■ **Quoted passage**

○ ○ ○ ○ ○

Andrew Shallcross is a music fanatic and has been since school. Hailing from Stockport, Manchester’s largely unsung sibling, Andy began collecting records aged 14. It was the mechanics of hip-hop production that spurred his search for original samples on vinyl, with his father teaching him how to make his first “wrong-sounding” demos using cassette tapes. Finding a “kindred spirit” in Mark Rathbone, AKA Boney, he entered the realm of performance as a member of the Violators of the English Language crew, adopting the acronym V.O.T.E.L. that he still uses today.
Andy has gone a long way since then, though, like the music he champions through Finders Keepers together with Doug Shipton, his actions have remained distinctly niche, preferring to operate deep below the strata of fashion and consumable tastes. Even the music he makes now, be it solo or with long-time collaborator Sean Canty (of Demdike Stare), rarely bears his name. Indeed, each new record seems to throw up another moniker—Applehead, Slant Azymuth, Anworth Kirk—making his musical whereabouts difficult to trace at any given time.

○ ○ ○ ○ ○

■ **Data for analysis**
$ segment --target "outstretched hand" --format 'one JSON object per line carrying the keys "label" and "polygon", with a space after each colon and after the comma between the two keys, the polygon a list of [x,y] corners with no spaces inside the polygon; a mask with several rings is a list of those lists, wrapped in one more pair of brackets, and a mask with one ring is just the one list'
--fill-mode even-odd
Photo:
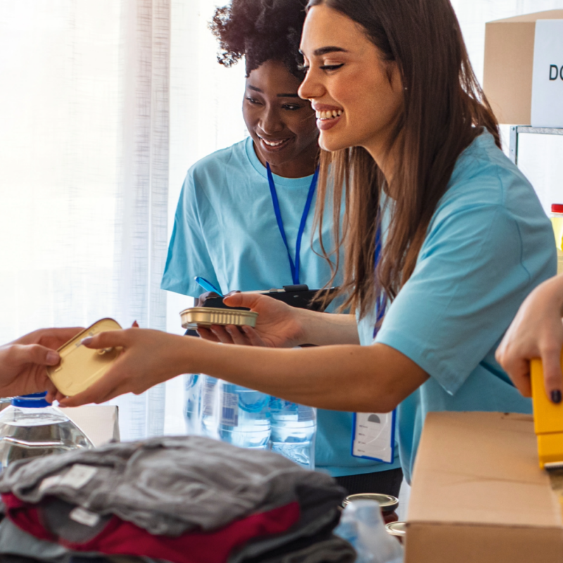
{"label": "outstretched hand", "polygon": [[45,367],[56,365],[56,349],[82,329],[41,329],[0,346],[0,396],[53,391]]}
{"label": "outstretched hand", "polygon": [[139,395],[157,384],[185,373],[182,356],[193,340],[196,339],[139,328],[101,332],[84,339],[82,345],[87,348],[120,347],[122,350],[103,377],[86,391],[73,397],[54,391],[49,392],[47,400],[56,400],[63,407],[77,407],[105,403],[125,393]]}
{"label": "outstretched hand", "polygon": [[497,361],[525,397],[531,396],[530,360],[540,358],[545,392],[561,403],[563,374],[563,276],[545,282],[520,307],[497,349]]}
{"label": "outstretched hand", "polygon": [[229,307],[246,307],[258,313],[256,327],[214,324],[198,328],[201,338],[241,346],[291,348],[298,346],[302,333],[299,310],[260,293],[233,292],[223,300]]}

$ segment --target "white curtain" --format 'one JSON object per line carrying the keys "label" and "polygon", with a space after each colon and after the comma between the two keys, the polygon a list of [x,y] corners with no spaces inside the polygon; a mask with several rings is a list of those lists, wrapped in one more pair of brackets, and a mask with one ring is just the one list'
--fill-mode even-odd
{"label": "white curtain", "polygon": [[[213,4],[0,0],[0,342],[103,317],[181,331],[189,301],[159,286],[183,176],[243,134]],[[114,401],[124,438],[182,431],[168,387]]]}

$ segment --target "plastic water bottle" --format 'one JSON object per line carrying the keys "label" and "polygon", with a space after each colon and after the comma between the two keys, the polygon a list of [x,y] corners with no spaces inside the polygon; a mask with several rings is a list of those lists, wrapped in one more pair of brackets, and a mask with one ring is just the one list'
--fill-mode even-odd
{"label": "plastic water bottle", "polygon": [[270,396],[220,381],[219,438],[241,448],[267,450]]}
{"label": "plastic water bottle", "polygon": [[385,529],[379,503],[355,500],[342,512],[334,533],[356,550],[356,563],[403,563],[403,546]]}
{"label": "plastic water bottle", "polygon": [[201,405],[200,407],[200,432],[201,436],[208,438],[219,438],[219,424],[217,414],[219,407],[217,404],[217,384],[216,377],[201,374]]}
{"label": "plastic water bottle", "polygon": [[45,400],[45,393],[14,397],[0,412],[0,464],[69,450],[94,448],[65,413]]}
{"label": "plastic water bottle", "polygon": [[552,203],[550,217],[557,250],[557,274],[563,274],[563,205]]}
{"label": "plastic water bottle", "polygon": [[186,374],[184,376],[184,398],[186,405],[184,418],[186,434],[201,434],[199,410],[201,406],[201,377],[199,374]]}
{"label": "plastic water bottle", "polygon": [[270,414],[272,451],[306,469],[314,469],[317,410],[272,397]]}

○ ○ ○ ○ ○

■ **What to work on**
Could you repeat the profile of Andrew Shallcross from "Andrew Shallcross is" up to and including "still uses today.", swapping "Stockport" for "Salford"?

■ **Solution**
Andrew Shallcross is a music fanatic and has been since school. Hailing from Salford, Manchester’s largely unsung sibling, Andy began collecting records aged 14. It was the mechanics of hip-hop production that spurred his search for original samples on vinyl, with his father teaching him how to make his first “wrong-sounding” demos using cassette tapes. Finding a “kindred spirit” in Mark Rathbone, AKA Boney, he entered the realm of performance as a member of the Violators of the English Language crew, adopting the acronym V.O.T.E.L. that he still uses today.